→ **WHAT IS EXPECTED**
In the listing below, arrange the lines from the one containing "ceiling? Indicate one point per instance." through the end of the listing, both ends included, as a Markdown table with the columns Row and Text. Omit any blank lines.

→ **INPUT MATERIAL**
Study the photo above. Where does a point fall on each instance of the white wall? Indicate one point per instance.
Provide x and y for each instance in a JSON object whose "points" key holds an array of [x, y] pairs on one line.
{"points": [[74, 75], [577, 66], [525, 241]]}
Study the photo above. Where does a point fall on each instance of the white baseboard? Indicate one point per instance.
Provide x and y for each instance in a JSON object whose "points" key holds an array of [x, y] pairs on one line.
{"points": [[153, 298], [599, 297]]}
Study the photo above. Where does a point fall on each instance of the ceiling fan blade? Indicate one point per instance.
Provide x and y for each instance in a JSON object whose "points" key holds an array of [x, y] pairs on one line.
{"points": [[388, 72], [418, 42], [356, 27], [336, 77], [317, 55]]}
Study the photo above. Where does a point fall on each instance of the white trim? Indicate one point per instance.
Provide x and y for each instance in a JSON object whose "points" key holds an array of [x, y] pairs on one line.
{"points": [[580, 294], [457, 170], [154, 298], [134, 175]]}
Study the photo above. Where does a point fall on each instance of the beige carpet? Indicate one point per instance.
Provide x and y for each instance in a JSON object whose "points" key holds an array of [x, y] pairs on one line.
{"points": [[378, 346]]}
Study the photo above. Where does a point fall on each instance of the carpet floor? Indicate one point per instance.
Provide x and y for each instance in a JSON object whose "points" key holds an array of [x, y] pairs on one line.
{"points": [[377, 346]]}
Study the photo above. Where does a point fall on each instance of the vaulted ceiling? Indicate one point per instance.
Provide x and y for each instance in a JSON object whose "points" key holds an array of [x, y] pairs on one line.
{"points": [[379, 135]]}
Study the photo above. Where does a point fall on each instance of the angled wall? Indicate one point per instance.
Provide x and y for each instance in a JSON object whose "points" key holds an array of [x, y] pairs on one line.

→ **THE RESULT**
| Row | Text |
|---|---|
| 1 | Study the photo above. Where does a point fall on each instance of the vaulted ceiling? Indicate one point per instance. |
| 2 | Provide x and y for each instance in a JSON object whose "points" key holds an array of [x, y] pairs on one line. |
| 3 | {"points": [[379, 135]]} |
| 4 | Study the photo above. Where does a point fall on each instance of the angled wall? Indicate one point per instance. |
| 5 | Provide x and y for each instance in a JSON object whose "points" key holds an array of [x, y] pairs on one line. |